Report only the number of lines in the data below that contain the string "white". The match is case-sensitive.

--- start GIVEN RECORDS ---

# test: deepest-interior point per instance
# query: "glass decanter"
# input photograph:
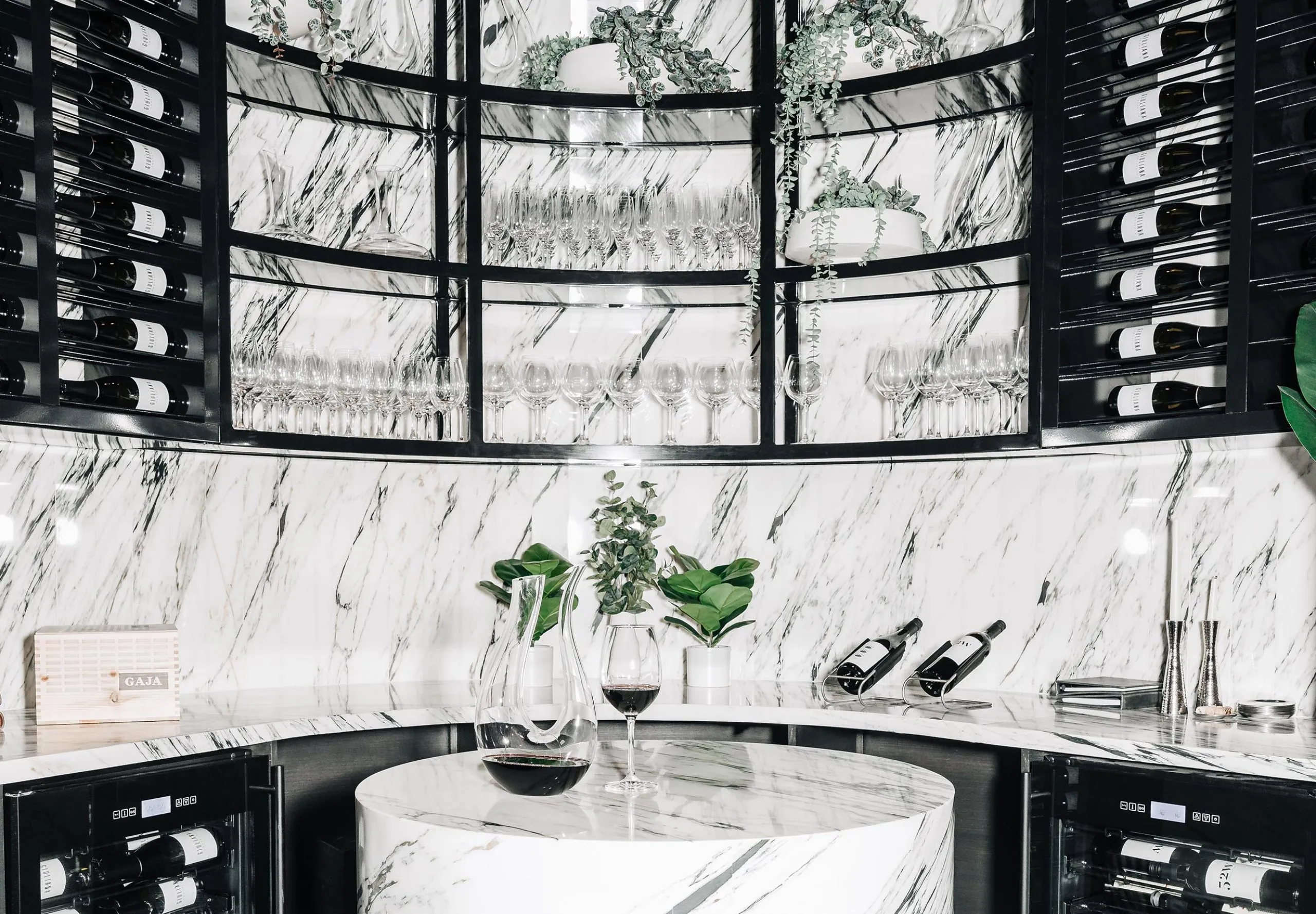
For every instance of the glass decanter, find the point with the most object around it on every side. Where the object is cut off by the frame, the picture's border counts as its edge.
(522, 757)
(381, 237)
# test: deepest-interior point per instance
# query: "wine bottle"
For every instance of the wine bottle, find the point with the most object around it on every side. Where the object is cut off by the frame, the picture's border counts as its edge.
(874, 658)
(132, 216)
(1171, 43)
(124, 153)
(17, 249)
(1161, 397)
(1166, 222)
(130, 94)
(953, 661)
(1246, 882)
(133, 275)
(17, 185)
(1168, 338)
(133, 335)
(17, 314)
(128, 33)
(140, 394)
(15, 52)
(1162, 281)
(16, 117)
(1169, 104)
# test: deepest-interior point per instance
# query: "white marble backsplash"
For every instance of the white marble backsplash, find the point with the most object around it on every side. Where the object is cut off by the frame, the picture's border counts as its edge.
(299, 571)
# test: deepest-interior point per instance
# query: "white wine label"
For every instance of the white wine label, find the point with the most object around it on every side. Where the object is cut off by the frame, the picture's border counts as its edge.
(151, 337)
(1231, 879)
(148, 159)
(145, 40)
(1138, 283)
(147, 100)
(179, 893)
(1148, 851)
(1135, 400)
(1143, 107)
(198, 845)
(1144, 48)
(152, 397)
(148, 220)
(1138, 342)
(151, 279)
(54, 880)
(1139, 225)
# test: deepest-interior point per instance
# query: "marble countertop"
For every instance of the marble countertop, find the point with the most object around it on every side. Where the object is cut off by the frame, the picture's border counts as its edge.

--- end GIVEN RECORDS ---

TASK RESPONSE
4